---------- Text provided

RECESSION: Economy Shrank at Annual Rate of 0.9% in Second Quarter, Biden Thinks We’re on the Right Path

Down two consecutive quarters, which means recession.

America is officially in a recession.

The GDP decreased at an annual rate of 0.9% in the second quarter.

There’s a decrease in private inventory and a cold housing market. Looks like exports helped keep it below 1%:

The decrease in real GDP reflected decreases in private inventory investment, residential fixed investment, federal government spending, state and local government spending, and nonresidential fixed investment that were partly offset by increases in exports and personal consumption expenditures (PCE). Imports, which are a subtraction in the calculation of GDP, increased (table 2).

The decrease in private inventory investment was led by a decrease in retail trade (mainly general merchandise stores as well as motor vehicle dealers). The decrease in residential fixed investment was led by a decrease in “other” structures (specifically brokers’ commissions). The decrease in federal government spending reflected a decrease in nondefense spending that was partly offset by an increase in defense spending. The decrease in nondefense spending reflected the sale of crude oil from the Strategic Petroleum Reserve, which results in a corresponding decrease in consumption expenditures. Because the oil sold by the government enters private inventories, there is no direct net effect on GDP. The decrease in state and local government spending was led by a decrease in investment in structures. The decrease in nonresidential fixed investment reflected decreases in structures and equipment that were mostly offset by an increase in intellectual property products. The increase in imports reflected an increase in services (led by travel).

The increase in exports reflected increases in both goods (led by industrial supplies and materials) and services (led by travel). The increase in PCE reflected an increase in services (led by food services and accommodations as well as health care) that was partly offset by a decrease in goods (led by food and beverages).

--------------------

What to work on: In the text on second-quarter GDP, what was the decrease in residential fixed investment led by?

---------- Data for review

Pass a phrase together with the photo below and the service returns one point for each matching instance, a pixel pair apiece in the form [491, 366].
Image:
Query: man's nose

--------------------
---------- Data for review

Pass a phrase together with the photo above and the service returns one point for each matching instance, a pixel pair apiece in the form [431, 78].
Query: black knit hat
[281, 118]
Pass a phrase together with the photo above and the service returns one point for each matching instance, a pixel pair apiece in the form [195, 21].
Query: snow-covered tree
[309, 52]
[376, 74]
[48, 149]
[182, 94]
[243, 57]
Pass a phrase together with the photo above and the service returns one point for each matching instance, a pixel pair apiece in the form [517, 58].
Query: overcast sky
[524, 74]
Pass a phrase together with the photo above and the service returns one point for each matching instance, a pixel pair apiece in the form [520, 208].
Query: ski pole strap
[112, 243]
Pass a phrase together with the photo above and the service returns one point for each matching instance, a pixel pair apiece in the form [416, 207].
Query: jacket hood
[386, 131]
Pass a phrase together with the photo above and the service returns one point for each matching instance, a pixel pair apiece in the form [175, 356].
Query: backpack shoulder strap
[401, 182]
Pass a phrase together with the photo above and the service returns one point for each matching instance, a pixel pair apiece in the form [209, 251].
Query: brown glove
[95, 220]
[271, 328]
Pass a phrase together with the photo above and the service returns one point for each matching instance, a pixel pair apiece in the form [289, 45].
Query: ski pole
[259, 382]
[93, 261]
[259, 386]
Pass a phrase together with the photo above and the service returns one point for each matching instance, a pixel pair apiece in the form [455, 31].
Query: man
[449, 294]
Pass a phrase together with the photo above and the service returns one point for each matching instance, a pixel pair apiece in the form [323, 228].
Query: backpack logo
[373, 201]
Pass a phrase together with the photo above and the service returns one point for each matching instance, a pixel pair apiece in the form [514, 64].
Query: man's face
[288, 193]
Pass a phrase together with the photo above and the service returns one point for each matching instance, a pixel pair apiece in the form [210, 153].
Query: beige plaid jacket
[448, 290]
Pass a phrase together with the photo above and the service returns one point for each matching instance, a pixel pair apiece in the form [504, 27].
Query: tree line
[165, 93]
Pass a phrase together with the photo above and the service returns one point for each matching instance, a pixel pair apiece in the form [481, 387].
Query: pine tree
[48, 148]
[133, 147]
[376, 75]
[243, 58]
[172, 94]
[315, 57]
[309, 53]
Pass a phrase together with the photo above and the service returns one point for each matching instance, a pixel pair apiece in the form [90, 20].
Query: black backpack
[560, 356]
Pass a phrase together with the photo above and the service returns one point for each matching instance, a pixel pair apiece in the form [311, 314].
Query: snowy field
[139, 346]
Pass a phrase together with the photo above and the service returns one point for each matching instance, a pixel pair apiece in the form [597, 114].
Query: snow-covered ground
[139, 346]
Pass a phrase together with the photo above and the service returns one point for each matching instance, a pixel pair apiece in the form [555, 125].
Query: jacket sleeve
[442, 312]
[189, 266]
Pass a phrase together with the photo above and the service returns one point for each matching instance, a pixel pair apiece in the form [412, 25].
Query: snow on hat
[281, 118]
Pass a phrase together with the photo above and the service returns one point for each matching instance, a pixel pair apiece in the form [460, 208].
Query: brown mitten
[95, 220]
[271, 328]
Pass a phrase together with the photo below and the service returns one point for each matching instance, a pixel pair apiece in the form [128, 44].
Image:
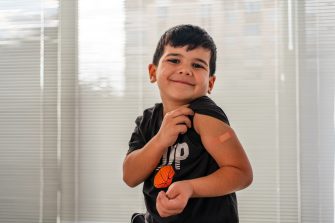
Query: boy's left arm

--------------------

Response: It was led by a decrease in "other" structures, specifically brokers' commissions.